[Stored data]

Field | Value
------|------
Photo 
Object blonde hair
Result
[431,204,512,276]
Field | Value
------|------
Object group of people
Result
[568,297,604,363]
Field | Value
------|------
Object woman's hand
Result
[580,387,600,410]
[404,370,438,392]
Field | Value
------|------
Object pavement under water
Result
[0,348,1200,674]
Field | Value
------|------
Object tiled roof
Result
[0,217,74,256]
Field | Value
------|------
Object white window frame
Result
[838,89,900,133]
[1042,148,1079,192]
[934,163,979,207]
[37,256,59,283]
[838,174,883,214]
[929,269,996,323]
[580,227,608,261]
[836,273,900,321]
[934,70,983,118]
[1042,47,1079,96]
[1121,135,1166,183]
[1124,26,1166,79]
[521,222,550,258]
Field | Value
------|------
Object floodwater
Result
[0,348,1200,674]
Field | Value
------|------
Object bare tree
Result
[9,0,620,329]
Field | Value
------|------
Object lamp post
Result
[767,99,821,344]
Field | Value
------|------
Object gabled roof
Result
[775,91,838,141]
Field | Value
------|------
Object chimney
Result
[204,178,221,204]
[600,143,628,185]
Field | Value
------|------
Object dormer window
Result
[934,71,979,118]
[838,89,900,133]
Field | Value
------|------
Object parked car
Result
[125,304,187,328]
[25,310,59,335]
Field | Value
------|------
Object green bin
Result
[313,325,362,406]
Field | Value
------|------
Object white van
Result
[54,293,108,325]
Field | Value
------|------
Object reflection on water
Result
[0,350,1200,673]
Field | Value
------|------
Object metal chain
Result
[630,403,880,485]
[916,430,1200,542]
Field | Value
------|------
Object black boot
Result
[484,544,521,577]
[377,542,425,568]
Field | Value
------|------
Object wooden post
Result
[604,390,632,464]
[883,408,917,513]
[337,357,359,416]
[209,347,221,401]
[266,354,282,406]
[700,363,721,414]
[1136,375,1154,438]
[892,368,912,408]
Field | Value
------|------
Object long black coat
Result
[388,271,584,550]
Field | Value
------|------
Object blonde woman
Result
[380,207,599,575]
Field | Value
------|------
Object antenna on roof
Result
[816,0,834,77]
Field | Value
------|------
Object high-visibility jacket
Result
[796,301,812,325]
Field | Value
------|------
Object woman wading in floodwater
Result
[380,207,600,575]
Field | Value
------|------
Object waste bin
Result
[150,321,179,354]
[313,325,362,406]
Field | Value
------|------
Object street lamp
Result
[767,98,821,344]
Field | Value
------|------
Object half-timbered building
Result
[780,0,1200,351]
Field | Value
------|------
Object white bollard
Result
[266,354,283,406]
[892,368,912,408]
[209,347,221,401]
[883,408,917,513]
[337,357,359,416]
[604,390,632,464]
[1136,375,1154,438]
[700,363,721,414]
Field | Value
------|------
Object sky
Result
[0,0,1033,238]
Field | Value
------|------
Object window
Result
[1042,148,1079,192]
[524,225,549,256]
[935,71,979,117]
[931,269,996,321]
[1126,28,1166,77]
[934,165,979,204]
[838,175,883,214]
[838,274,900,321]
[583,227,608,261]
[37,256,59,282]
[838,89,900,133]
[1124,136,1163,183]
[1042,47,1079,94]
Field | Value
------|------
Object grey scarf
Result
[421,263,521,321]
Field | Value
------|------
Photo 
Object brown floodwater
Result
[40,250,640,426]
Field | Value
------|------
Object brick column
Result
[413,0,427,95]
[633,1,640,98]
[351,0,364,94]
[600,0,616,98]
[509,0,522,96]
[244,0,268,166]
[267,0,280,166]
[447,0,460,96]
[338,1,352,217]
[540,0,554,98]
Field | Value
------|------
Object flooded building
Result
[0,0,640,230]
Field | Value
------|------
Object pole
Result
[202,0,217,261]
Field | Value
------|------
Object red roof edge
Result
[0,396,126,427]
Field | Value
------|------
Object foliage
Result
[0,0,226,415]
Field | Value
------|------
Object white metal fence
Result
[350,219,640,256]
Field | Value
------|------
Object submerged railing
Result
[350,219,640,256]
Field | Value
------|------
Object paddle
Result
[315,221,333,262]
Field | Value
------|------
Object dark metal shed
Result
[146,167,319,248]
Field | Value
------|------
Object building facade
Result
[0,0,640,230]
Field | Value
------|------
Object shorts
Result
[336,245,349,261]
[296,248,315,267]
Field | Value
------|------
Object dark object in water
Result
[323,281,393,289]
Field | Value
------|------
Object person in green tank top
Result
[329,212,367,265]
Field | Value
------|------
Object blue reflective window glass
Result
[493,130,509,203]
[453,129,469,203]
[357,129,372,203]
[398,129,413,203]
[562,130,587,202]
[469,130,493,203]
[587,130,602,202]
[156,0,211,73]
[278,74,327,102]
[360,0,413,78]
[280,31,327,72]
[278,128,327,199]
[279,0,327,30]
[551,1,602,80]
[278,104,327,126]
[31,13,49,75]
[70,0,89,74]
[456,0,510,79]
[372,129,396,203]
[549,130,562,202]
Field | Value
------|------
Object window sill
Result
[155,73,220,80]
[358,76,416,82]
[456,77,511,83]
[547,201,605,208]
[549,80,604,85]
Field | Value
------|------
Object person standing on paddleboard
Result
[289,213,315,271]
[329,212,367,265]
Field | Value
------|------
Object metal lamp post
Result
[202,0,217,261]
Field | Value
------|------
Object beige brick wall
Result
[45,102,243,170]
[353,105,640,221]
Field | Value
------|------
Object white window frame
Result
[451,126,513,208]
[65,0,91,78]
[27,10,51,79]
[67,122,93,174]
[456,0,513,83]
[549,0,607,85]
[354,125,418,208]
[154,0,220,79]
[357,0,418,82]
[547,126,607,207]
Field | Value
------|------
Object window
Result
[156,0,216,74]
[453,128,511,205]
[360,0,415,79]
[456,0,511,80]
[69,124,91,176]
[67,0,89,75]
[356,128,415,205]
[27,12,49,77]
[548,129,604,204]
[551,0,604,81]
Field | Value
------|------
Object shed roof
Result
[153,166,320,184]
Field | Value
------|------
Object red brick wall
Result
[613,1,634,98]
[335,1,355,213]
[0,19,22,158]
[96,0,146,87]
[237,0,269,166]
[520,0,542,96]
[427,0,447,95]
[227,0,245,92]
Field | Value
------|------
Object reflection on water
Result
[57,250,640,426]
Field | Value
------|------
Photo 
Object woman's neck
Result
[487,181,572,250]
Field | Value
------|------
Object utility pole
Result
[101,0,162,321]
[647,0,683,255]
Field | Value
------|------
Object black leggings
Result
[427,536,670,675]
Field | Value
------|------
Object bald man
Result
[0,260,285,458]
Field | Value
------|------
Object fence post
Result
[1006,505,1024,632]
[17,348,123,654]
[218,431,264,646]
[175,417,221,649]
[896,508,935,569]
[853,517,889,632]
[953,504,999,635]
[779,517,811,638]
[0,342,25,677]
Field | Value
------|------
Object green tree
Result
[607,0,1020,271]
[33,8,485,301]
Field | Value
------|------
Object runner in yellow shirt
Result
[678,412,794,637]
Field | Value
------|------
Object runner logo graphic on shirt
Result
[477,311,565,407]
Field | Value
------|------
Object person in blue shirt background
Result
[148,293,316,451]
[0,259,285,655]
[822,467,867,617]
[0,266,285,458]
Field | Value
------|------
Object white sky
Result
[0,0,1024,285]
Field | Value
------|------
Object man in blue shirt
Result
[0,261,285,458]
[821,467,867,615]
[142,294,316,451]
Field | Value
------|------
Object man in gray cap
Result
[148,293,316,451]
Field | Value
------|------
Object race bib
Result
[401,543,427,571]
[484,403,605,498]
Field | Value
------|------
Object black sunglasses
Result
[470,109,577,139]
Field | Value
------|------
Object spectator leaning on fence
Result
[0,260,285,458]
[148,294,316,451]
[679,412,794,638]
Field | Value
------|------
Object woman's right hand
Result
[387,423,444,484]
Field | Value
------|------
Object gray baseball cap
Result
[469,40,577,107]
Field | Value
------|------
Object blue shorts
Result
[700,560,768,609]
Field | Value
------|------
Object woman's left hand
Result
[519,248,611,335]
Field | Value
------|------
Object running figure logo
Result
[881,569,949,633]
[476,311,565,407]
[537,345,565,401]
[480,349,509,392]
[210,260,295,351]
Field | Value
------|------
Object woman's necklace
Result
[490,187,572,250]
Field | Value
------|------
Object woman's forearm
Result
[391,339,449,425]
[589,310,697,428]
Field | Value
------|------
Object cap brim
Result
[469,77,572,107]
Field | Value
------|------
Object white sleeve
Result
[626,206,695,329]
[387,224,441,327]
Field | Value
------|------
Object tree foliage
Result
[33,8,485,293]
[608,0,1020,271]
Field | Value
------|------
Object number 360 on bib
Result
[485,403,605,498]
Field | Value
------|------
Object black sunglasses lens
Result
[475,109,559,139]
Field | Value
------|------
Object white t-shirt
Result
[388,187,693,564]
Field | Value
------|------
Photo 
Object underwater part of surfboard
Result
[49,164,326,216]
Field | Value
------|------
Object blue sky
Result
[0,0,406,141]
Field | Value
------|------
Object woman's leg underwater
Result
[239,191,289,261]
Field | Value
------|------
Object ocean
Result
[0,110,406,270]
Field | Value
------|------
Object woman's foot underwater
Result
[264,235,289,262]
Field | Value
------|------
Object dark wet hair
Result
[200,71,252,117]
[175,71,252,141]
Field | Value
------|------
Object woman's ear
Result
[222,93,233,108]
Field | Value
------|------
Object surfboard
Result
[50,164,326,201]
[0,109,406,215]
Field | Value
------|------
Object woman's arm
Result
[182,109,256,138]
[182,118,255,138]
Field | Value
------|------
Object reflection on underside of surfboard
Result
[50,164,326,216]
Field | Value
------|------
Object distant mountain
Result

> Task brief: Identify every line in the stored data above that contains the word "hand", and copy each of those lines out.

> Answer to this task:
Object woman's hand
Object woman's right hand
Object woman's left hand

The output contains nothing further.